Challenge: Output every line of the entries from the line containing "Isolate every ceiling air" through the last, exactly, with no other content.
>> start Available data
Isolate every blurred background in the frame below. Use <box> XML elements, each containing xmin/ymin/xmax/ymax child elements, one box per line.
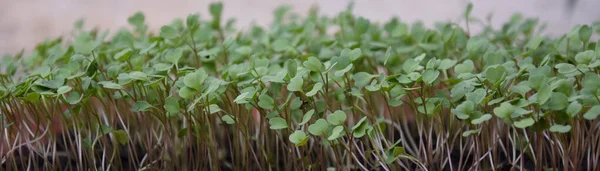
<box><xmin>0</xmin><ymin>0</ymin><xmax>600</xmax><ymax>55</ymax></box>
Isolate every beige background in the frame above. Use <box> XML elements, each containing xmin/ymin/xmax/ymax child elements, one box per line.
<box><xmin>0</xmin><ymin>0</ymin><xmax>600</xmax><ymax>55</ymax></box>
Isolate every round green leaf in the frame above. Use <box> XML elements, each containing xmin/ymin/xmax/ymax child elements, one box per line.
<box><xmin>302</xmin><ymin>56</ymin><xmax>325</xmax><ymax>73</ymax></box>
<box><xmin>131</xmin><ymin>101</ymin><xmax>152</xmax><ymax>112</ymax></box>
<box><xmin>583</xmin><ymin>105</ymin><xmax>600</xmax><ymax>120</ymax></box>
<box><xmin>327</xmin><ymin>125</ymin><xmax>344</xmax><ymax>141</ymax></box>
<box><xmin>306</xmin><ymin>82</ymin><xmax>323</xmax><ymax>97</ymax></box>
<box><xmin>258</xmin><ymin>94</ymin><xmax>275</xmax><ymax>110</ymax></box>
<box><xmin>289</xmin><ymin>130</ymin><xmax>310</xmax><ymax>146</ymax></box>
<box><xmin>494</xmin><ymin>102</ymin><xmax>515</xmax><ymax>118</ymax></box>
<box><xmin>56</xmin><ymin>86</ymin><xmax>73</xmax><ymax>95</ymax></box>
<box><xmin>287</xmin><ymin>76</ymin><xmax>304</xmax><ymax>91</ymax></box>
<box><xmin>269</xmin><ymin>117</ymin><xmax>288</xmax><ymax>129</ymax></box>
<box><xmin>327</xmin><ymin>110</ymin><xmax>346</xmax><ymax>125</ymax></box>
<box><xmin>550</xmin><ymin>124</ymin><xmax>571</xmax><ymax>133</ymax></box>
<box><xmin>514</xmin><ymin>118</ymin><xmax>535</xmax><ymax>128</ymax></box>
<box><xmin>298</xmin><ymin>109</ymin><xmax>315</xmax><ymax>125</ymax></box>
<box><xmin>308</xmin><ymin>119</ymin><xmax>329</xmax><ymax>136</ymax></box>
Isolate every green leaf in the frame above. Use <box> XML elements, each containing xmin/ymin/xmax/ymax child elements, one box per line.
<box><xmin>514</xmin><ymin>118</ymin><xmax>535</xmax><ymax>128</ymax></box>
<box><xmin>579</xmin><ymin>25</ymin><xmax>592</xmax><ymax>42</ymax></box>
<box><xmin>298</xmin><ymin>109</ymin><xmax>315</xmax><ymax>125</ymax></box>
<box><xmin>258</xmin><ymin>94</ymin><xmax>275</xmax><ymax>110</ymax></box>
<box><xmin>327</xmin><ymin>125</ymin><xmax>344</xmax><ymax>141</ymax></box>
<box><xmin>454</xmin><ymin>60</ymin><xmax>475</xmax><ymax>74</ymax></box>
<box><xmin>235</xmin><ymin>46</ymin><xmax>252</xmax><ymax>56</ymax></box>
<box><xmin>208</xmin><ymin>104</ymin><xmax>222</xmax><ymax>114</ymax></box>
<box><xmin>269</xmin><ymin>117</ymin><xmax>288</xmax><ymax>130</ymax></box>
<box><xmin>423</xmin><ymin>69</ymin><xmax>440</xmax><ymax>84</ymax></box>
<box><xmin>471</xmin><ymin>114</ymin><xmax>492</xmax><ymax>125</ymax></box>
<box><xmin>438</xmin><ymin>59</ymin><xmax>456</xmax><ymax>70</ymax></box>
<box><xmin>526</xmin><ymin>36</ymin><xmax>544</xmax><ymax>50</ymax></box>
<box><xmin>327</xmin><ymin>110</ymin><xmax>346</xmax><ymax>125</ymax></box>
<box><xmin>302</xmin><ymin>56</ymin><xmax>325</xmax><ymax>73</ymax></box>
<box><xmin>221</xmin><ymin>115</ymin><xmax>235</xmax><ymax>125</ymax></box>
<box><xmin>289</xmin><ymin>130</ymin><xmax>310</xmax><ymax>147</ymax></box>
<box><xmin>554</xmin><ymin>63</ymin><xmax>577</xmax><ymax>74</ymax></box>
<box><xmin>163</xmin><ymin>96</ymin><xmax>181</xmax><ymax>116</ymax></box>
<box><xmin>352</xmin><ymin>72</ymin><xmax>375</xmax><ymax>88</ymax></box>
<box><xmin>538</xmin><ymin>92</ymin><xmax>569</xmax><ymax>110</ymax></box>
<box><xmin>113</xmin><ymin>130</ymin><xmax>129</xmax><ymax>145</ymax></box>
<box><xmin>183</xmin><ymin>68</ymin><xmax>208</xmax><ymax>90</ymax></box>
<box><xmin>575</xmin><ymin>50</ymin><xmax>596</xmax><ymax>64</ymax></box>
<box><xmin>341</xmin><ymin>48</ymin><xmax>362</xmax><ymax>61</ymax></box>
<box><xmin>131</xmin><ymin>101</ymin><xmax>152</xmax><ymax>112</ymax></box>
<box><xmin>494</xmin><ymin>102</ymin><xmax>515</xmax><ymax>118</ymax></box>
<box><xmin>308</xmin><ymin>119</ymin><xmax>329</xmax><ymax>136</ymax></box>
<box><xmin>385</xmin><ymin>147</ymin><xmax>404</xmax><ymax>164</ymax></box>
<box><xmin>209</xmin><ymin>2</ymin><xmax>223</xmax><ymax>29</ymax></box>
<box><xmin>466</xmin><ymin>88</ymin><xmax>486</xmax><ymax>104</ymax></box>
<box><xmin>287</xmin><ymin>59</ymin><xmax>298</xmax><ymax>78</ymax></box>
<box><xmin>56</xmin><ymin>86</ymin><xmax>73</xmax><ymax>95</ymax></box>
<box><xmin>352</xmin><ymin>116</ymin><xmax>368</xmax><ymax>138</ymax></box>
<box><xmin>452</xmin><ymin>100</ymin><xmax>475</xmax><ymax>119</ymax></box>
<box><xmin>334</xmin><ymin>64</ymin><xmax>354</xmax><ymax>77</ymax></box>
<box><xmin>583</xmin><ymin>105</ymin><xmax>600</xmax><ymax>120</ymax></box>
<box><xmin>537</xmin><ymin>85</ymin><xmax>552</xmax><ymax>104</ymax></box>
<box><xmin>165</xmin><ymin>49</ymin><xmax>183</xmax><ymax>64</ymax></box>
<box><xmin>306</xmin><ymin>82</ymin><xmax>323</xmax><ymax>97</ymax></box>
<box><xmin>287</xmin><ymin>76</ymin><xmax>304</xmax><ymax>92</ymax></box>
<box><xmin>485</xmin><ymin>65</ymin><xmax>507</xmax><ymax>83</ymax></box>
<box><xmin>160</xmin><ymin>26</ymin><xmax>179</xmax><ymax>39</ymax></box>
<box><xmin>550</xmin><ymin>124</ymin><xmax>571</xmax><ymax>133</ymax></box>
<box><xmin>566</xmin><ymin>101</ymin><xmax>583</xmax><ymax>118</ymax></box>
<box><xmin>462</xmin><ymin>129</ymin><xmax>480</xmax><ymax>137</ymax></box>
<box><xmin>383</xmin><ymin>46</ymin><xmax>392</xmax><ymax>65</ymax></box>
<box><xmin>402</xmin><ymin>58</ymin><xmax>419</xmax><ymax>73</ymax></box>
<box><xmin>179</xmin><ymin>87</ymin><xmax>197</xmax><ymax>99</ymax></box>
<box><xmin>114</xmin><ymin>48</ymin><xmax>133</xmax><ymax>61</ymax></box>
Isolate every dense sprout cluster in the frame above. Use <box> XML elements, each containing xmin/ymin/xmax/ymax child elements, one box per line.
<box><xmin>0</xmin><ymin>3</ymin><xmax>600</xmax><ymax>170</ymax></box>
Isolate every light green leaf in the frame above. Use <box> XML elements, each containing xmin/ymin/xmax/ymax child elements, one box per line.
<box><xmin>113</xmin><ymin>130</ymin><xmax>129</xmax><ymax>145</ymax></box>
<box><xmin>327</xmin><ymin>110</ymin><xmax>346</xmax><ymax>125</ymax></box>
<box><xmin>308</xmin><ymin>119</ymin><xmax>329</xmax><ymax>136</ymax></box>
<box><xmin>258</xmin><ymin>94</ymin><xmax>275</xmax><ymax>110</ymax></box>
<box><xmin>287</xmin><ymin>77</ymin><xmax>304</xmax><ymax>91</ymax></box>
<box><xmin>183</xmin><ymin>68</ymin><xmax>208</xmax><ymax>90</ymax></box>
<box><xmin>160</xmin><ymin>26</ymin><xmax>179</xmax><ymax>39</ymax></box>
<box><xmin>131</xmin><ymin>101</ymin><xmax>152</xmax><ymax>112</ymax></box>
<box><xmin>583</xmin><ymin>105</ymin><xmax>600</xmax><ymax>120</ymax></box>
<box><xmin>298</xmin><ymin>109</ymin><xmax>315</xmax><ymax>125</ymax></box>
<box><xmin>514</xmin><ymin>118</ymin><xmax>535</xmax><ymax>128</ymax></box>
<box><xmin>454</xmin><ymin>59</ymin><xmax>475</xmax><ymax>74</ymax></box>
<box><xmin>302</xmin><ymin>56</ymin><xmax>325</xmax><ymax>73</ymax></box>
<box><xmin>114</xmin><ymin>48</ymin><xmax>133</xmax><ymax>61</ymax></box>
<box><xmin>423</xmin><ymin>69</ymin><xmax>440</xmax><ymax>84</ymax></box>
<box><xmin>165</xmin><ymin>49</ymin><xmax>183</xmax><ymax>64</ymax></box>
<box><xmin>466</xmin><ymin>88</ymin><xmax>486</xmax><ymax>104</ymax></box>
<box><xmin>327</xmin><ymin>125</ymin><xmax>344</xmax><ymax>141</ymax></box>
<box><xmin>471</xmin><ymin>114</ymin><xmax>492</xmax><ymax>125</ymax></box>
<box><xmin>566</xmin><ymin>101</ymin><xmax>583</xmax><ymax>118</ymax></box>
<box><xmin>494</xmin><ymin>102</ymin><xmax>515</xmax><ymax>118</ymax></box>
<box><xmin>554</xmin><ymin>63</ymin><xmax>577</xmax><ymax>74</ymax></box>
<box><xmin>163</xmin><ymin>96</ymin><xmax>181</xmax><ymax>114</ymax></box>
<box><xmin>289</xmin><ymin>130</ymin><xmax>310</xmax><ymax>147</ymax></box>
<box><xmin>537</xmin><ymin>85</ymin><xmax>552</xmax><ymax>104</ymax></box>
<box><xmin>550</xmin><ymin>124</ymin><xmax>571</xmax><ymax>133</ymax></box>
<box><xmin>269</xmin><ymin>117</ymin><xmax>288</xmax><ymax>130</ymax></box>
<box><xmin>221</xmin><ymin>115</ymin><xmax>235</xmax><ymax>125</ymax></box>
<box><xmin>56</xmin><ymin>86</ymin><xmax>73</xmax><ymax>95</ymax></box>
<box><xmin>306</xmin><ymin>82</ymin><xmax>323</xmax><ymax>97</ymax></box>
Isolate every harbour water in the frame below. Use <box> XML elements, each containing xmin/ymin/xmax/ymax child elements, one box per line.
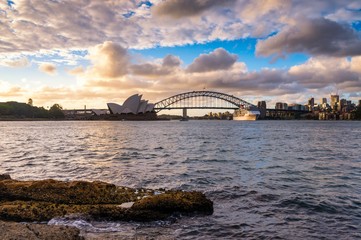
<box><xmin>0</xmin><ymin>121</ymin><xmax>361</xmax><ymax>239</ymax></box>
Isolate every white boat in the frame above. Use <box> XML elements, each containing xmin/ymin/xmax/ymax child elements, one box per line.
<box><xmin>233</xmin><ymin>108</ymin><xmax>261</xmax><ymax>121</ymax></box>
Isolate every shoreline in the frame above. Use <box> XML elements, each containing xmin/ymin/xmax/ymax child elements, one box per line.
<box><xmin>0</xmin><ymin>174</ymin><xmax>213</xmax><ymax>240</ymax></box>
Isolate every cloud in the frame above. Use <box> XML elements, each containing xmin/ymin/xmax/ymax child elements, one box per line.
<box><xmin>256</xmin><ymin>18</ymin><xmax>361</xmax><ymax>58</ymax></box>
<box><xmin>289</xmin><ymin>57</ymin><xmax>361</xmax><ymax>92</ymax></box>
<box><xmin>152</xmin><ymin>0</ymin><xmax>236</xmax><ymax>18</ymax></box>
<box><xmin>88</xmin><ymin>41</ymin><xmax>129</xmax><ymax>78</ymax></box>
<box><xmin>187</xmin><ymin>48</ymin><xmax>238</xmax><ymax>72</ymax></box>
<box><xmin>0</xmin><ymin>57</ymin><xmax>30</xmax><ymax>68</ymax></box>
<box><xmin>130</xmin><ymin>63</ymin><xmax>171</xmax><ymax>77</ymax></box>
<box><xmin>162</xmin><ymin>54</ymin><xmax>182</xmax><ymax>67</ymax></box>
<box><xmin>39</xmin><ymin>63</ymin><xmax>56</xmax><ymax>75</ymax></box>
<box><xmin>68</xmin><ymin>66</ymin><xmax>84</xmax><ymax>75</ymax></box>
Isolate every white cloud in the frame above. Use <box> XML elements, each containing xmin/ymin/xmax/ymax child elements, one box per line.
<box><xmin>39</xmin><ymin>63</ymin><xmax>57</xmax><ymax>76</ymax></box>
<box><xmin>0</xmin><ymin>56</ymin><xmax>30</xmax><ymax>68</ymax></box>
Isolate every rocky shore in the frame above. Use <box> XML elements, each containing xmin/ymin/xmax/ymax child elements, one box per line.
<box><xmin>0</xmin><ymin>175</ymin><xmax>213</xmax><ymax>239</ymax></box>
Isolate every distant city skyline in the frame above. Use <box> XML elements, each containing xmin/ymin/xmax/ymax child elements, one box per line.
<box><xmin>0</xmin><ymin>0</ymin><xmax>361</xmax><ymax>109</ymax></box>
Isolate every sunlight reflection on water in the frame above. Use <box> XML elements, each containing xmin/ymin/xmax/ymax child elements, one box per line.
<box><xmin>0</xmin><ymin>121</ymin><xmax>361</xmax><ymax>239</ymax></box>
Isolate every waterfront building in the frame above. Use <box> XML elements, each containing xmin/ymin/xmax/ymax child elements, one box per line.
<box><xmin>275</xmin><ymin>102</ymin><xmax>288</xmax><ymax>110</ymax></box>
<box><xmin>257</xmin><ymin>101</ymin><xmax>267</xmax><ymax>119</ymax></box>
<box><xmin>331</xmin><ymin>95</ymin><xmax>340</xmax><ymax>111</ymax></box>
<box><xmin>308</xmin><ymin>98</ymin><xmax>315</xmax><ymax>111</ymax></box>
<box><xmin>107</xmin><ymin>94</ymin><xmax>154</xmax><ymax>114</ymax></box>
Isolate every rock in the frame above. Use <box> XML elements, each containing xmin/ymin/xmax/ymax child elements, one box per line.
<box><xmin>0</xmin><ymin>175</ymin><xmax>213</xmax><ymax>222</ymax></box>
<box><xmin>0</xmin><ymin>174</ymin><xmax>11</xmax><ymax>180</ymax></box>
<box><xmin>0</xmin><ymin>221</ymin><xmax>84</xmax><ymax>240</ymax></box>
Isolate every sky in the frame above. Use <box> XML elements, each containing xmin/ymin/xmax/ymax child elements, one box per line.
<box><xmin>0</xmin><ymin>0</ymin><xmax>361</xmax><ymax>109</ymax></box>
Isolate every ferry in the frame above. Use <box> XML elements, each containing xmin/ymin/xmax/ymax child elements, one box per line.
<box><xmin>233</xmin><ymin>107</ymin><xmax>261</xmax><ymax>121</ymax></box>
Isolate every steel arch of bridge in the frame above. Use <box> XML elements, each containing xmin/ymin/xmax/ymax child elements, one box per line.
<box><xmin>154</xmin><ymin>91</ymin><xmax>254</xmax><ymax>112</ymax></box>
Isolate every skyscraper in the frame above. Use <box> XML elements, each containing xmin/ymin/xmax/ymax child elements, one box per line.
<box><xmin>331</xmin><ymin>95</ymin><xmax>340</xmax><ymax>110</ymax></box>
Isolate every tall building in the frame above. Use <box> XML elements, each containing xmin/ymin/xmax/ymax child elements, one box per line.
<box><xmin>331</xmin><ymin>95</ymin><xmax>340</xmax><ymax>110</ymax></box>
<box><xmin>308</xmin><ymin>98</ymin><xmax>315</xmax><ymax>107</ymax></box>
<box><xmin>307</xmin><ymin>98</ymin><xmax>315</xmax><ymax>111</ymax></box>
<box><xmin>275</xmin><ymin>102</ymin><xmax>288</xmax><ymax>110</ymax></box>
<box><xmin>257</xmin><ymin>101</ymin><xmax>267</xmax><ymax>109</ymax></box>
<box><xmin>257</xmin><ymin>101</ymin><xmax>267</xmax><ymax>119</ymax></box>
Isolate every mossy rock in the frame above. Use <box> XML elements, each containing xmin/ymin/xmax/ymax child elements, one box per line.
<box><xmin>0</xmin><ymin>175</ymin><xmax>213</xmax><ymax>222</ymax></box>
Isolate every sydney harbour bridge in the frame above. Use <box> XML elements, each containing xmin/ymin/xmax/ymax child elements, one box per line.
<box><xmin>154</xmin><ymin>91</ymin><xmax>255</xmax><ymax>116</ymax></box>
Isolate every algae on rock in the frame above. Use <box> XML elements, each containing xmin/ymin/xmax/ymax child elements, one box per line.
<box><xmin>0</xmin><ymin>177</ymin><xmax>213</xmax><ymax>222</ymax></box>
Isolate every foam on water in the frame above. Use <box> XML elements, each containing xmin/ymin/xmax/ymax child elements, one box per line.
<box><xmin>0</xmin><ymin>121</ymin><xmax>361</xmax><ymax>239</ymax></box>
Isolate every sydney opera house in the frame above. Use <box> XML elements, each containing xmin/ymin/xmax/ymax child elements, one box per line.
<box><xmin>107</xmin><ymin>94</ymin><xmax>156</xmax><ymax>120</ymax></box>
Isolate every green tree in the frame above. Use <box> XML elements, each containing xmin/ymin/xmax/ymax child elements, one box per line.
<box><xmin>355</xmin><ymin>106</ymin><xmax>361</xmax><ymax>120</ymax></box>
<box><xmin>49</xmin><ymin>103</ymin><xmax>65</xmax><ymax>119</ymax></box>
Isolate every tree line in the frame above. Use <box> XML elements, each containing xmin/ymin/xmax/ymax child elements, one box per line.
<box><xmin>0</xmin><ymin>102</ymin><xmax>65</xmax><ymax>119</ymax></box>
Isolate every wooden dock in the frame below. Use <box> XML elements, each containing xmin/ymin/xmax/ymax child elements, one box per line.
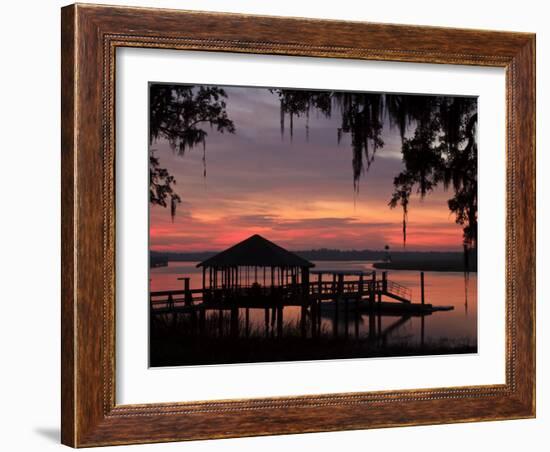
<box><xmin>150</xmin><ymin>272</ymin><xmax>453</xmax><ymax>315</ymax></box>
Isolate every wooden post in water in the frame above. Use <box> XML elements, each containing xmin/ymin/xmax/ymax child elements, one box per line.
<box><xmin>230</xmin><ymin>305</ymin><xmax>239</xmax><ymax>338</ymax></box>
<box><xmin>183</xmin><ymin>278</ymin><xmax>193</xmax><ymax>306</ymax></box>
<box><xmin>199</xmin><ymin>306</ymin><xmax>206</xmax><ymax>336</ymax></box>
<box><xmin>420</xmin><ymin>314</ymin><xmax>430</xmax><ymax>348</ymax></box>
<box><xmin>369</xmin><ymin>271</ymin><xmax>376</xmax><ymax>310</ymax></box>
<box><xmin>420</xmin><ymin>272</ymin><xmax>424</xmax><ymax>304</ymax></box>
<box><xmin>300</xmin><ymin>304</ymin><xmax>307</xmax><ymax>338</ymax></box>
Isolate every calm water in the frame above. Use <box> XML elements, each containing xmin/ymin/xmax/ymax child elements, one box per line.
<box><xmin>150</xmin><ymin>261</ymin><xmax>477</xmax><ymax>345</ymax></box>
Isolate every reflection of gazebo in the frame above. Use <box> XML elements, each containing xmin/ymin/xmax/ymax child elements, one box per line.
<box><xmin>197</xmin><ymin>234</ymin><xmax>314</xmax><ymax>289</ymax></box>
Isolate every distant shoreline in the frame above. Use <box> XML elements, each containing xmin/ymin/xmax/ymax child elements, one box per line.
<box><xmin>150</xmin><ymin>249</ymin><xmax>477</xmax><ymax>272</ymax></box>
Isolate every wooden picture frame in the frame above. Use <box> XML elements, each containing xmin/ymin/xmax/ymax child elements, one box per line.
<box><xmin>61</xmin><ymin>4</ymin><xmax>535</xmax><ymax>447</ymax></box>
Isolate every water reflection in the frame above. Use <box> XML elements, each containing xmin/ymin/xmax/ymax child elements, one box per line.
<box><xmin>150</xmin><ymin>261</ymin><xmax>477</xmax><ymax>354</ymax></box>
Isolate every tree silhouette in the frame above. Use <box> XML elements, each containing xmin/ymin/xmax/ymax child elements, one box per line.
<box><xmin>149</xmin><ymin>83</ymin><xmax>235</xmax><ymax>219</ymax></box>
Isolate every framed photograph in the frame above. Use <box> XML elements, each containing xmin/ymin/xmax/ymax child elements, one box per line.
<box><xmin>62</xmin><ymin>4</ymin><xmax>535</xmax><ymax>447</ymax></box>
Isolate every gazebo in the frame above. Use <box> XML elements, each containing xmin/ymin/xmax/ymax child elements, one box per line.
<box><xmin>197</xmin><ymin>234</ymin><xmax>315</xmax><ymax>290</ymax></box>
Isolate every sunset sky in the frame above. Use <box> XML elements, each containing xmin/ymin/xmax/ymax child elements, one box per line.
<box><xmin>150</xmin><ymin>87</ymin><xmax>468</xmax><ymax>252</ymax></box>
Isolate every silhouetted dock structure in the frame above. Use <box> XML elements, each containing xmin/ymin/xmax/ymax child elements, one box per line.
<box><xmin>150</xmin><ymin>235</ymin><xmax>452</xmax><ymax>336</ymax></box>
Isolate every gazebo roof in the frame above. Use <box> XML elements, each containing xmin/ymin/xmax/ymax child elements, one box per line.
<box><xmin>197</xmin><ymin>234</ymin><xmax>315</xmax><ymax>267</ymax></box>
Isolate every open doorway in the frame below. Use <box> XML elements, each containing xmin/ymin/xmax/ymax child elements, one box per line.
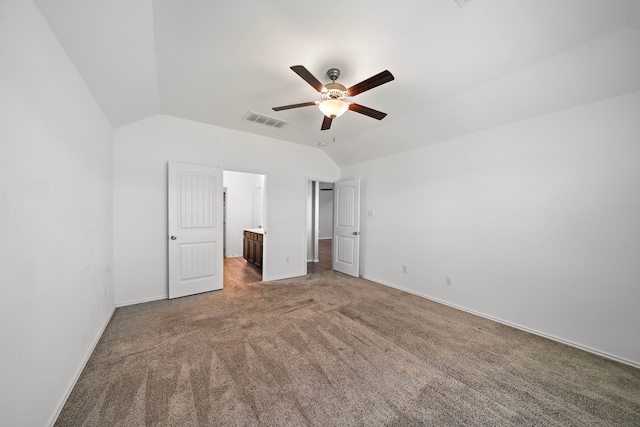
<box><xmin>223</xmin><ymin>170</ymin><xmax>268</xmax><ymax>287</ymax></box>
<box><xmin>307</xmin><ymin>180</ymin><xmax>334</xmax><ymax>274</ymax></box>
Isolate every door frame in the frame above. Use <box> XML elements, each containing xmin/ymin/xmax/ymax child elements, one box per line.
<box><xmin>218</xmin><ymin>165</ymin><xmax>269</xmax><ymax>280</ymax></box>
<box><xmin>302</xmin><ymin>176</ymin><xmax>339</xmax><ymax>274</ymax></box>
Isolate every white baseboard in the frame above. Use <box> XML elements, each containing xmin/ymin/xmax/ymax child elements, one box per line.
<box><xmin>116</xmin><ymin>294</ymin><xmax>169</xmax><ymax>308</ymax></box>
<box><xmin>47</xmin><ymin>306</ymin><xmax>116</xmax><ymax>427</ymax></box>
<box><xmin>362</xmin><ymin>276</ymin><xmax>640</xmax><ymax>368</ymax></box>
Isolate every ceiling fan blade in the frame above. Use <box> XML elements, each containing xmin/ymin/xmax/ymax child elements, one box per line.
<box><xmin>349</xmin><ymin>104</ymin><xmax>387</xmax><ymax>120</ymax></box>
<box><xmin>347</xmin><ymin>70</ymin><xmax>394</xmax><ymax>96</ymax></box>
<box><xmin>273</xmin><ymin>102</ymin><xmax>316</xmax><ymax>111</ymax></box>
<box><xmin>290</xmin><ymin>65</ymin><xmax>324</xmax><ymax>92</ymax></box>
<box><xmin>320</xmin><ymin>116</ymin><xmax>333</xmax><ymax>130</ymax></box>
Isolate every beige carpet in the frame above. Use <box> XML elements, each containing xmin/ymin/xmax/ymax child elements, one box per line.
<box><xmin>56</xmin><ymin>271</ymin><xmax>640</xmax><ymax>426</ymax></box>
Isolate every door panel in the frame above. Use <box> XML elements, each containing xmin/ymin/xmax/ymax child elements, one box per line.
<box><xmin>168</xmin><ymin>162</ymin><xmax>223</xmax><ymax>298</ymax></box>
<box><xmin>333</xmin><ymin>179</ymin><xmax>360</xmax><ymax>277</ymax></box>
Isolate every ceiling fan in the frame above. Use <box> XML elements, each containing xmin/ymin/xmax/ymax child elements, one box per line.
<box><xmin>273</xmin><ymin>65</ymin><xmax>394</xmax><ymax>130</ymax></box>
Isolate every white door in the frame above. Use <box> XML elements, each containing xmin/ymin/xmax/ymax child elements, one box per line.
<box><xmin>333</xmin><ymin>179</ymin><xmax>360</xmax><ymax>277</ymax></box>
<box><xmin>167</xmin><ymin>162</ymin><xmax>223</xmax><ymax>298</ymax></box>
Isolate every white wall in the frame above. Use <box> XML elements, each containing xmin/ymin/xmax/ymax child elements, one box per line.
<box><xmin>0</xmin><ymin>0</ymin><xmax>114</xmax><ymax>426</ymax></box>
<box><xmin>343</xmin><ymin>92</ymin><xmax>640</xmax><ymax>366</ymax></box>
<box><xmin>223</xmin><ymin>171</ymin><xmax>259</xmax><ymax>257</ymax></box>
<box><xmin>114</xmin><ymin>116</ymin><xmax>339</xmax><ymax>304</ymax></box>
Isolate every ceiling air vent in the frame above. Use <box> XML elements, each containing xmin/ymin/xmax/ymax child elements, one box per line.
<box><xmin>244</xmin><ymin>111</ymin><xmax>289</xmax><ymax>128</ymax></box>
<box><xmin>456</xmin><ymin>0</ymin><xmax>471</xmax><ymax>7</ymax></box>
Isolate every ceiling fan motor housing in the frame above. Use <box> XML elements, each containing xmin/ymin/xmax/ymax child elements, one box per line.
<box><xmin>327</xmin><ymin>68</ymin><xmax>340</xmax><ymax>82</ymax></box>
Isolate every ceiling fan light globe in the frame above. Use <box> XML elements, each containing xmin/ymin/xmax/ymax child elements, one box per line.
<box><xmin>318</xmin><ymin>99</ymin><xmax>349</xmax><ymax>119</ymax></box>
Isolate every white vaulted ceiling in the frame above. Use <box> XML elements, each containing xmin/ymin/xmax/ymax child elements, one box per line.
>> end Available data
Right answer:
Isolate every ceiling air vent in the frame above. Use <box> XML elements, each containing xmin/ymin/xmax/ymax child elements, one box per line.
<box><xmin>244</xmin><ymin>111</ymin><xmax>289</xmax><ymax>128</ymax></box>
<box><xmin>456</xmin><ymin>0</ymin><xmax>471</xmax><ymax>7</ymax></box>
Isolate every ceiling fan motor housing in the frame above. Use <box> XML elements, each containing xmin/ymin/xmax/ymax child elements, one box per line.
<box><xmin>327</xmin><ymin>68</ymin><xmax>340</xmax><ymax>82</ymax></box>
Isolate every ceiling fan light globe in the frame above. Use <box> XML elements, each containing xmin/ymin/xmax/ymax child elements, one box per line.
<box><xmin>318</xmin><ymin>99</ymin><xmax>349</xmax><ymax>119</ymax></box>
Isolate every white vaulted ceiling in the frame above. Use <box> XML elements, each containing xmin/ymin/xmax/ymax child elements, one box per line.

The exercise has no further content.